Parts of the exercise
A. In two sentences, summarize the essay on not hurrying.
B. In the essay on not hurrying, rewrite the paragraph that begins "There's an old photo I have of my mother" as a short bulleted list that keeps its main facts.
C. Carry on the essay on not hurrying from the point where it stops.

In Health, What the ?????? on September 2, 2013 at 4:20 pm


Death teaches us not to rush past the things we’ll wish we had more of at the very end of life

by Alexandra Rosas Sunday, August 25, 2013

Mom and not to  hurry

Twenty-five years ago, I held my grandmother’s hand as she passed away. Two and half weeks ago, it was my mother’s hand that I held as she left our world.
I was there for the last days of life with both my mother and grandmother, and in our time together, they spoke of things with a sadness and urgency that they never had before.
There’s an old photo I have of my mother, which I’ve always loved. In it, she’s a young, sharply dressed working woman in South America, and you can feel the determination in her stride. I showed her this photo just a few weeks ago, and you could’ve heard the pride in my voice as I asked if she remembered where she was going on the day it was taken.
“I have always hated that picture,” she said, which startled me. “I was always in a hurry. Hurrying. Always. For what?” She took a deep breath, and gently said it one more time, “Always in a hurry ….”
What left me astonished and teary-eyed was not the surprise of her hating the picture, but that these words were exactly the ones my grandmother had spoken to me on the morning of her own passing. I had been sitting vigil at her bedside and she was growing weaker with each day in the hospital. Stroking her hand, I spoke softly to her, “Abuela. Abuela, do you hear me? Remember when you would take us to the grocery store across the street from our house at the start of every summer, and you began our first day of vacation with a popsicle?”

Smiling, with her eyes still closed, she quietly answered, “I would tell you all to hurry, make your flavor choices, and to hurry. There was much to do. I would let you take your time choosing now, if I could. Things could have waited.”

(Source records)
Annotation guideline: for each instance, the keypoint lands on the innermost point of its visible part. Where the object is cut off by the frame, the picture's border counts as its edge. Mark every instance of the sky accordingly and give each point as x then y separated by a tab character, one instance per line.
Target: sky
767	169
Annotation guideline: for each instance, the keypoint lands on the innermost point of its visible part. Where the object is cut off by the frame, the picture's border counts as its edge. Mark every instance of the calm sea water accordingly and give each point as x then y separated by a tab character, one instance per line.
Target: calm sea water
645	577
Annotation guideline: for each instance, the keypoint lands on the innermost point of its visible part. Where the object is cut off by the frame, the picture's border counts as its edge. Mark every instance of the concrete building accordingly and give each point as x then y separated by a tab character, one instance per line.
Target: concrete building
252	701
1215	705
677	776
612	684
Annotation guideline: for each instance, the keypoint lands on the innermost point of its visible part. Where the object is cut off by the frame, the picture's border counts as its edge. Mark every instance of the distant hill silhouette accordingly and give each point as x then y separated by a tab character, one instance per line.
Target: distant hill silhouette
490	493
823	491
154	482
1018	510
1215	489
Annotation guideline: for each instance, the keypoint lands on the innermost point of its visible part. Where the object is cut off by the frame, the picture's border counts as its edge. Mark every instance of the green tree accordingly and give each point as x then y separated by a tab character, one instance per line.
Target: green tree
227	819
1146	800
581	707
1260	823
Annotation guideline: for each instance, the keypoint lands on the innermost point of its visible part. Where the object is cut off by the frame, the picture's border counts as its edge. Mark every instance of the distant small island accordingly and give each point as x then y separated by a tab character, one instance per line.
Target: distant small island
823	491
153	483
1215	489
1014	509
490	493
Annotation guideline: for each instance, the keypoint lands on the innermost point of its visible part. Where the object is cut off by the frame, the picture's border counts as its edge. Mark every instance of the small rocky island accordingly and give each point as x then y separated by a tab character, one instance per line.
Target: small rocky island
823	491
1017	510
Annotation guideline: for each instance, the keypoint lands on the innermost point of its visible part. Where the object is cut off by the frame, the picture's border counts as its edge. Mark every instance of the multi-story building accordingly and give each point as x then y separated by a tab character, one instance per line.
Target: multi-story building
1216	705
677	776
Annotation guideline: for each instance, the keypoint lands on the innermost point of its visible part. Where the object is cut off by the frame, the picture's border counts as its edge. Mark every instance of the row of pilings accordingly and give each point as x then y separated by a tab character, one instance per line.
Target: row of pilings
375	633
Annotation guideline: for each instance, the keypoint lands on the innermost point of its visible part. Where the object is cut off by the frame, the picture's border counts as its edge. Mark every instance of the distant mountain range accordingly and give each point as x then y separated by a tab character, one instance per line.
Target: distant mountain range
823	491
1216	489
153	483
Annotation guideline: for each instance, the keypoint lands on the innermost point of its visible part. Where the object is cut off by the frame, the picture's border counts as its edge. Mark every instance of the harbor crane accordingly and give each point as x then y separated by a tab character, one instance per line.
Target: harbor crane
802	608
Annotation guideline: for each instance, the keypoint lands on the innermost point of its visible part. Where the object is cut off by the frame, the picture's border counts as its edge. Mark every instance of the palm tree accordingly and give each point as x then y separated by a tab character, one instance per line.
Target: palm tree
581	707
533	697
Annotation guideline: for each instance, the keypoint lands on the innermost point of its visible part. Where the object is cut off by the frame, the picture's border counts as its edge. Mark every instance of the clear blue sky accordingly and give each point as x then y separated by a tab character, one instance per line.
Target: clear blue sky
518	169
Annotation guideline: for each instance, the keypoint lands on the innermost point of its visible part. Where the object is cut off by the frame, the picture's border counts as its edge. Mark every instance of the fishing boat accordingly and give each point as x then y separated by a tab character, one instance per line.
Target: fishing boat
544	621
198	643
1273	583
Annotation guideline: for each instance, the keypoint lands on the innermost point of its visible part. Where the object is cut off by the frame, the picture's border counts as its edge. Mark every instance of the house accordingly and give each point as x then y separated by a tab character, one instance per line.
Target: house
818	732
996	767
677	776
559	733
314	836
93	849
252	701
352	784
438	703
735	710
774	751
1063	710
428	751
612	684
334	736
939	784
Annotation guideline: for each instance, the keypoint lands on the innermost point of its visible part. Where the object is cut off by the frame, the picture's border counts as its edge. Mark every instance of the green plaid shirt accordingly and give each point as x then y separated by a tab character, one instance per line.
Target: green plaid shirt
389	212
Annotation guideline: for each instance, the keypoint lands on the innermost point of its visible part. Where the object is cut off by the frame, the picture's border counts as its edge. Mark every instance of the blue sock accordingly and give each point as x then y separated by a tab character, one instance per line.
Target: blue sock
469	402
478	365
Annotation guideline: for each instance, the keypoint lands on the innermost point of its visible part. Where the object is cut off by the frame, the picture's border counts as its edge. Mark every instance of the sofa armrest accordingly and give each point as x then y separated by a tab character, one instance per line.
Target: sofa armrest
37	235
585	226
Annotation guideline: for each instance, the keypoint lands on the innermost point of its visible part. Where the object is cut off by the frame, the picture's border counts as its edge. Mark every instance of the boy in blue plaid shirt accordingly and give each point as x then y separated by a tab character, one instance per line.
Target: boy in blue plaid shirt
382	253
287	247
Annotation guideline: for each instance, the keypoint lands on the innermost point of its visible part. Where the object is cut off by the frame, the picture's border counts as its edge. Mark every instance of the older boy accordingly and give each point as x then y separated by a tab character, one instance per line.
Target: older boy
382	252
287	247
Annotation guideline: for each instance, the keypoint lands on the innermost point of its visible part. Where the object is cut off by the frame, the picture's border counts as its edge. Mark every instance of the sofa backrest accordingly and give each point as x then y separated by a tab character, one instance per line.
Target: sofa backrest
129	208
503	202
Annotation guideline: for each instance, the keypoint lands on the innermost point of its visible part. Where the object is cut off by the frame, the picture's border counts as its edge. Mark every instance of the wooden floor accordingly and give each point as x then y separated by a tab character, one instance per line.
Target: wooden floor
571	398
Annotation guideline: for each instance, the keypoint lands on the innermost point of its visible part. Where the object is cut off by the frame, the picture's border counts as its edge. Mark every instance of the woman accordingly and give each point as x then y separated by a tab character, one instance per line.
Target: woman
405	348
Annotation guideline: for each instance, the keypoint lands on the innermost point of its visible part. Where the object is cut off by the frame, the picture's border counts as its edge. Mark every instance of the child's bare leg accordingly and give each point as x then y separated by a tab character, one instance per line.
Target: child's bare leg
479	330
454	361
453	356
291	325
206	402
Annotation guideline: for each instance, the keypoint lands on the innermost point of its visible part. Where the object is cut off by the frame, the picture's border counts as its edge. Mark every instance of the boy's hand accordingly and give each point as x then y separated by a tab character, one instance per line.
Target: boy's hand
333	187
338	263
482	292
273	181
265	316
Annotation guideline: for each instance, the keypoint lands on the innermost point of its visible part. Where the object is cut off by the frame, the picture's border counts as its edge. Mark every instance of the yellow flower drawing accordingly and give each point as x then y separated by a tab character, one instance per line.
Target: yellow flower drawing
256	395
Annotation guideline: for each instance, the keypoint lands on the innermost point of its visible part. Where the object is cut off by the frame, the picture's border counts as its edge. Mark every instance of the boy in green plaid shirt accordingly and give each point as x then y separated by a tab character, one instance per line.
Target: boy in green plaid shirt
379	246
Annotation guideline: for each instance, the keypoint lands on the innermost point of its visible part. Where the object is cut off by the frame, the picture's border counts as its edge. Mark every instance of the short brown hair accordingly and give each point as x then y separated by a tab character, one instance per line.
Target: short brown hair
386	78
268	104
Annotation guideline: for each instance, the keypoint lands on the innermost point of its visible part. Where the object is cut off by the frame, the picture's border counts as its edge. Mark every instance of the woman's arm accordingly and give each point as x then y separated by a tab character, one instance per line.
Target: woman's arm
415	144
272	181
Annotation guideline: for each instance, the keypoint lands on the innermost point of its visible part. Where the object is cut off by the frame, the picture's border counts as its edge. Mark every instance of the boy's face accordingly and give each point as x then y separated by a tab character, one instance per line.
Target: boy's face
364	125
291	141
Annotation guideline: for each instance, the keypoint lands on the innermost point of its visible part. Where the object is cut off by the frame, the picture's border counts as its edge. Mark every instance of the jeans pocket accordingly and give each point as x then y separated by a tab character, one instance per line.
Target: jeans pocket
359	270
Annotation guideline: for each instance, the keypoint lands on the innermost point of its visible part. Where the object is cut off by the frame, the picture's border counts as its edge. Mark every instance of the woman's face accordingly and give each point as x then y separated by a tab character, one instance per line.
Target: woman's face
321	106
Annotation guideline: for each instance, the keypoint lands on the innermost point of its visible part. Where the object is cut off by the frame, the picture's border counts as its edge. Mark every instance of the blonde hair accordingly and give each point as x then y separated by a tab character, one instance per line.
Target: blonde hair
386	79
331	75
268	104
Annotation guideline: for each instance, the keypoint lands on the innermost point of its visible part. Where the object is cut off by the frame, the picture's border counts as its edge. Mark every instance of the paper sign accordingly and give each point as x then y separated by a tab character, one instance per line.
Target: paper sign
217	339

Answers per task
A. The writer held a grandmother's hand at her death twenty-five years ago and a mother's hand at her death two and a half weeks ago, and both women spoke with new sadness and urgency in their last days. When shown a cherished photo of herself as a young working woman in South America, the mother said she had always hated it because she was always in a hurry, which were the very words the grandmother had used on the morning of her own death when she recalled rushing the grandchildren to choose their popsicle flavors.

B.
- The writer has long loved an old photo of the mother.
- It shows her as a young, sharply dressed working woman in South America, walking with evident determination.
- A few weeks ago the writer showed her the photo.
- With pride in their voice, the writer asked if she remembered where she was going that day.

C.
What the dying want us to do — and wish for us to know — is to regard our lives as precious moments making up our days. They want us to focus less on the big picture of building a large body of evidence that proves our accomplishments, and more on the true wonders in our life — the kind where we find unexpected beauty that will be remembered with a wistful smile.

Like walking with your child alongside you, going somewhere without purpose. Or waiting patiently while five- and six-year-old children choose, change their minds, choose, and then change their minds again, about the root-beer-flavored or the banana-flavored popsicles.

My mother and grandmother were telling me loud and clear that as we live our lives, we have to stop running and chasing what we think leads to happiness, and slow down before we rush past the very thing we’ll wish we had more of at the very last hours of our days.

It’s not too late to make sweet memories of children or grandchildren skipping alongside us, of us just being and not doing, of grateful children looking up to us smiling with orange-stained mouths, yelling excitedly, “Thank you for waiting for me until I picked my flavor, Grandma! I didn’t know if I wanted the green or the orange!”

After hearing these words — not once, but twice — from loved ones who know everything they are about to leave behind, I know this is something I’ll be working on to change.